Render the lines of the records below as a numbered list, omitting any blank lines.

* start GIVEN RECORDS *

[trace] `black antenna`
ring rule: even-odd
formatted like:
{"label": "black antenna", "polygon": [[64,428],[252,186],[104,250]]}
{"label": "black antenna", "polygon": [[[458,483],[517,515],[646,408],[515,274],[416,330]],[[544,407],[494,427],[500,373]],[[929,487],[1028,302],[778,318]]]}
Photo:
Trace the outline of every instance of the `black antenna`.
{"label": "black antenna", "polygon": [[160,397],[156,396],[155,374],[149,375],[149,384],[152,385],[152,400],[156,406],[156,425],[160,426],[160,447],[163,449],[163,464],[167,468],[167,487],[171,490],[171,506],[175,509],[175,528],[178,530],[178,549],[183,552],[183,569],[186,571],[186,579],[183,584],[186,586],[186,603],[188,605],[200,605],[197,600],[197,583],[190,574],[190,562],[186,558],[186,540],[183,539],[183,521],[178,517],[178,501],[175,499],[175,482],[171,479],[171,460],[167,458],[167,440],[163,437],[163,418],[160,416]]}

* end GIVEN RECORDS *

RESPONSE:
1. [trace] `black antenna`
2. ring rule: even-odd
3. formatted like:
4. {"label": "black antenna", "polygon": [[64,428],[252,186],[104,250]]}
5. {"label": "black antenna", "polygon": [[[458,483],[517,515],[646,408],[515,274],[416,330]],[[544,407],[494,427],[500,373]],[[929,487],[1028,302],[778,318]]]}
6. Photo:
7. Trace the outline of every instance of the `black antenna`.
8. {"label": "black antenna", "polygon": [[160,397],[156,396],[155,374],[149,375],[149,384],[152,385],[152,400],[156,406],[156,425],[160,426],[160,447],[163,449],[163,464],[167,468],[167,487],[171,490],[171,506],[175,509],[175,528],[178,530],[178,549],[183,552],[183,569],[186,571],[186,579],[183,584],[186,586],[186,603],[188,605],[200,605],[197,600],[197,583],[190,574],[190,562],[186,558],[186,540],[183,539],[183,521],[178,517],[178,501],[175,499],[175,482],[171,479],[171,460],[167,458],[167,440],[163,437],[163,418],[160,416]]}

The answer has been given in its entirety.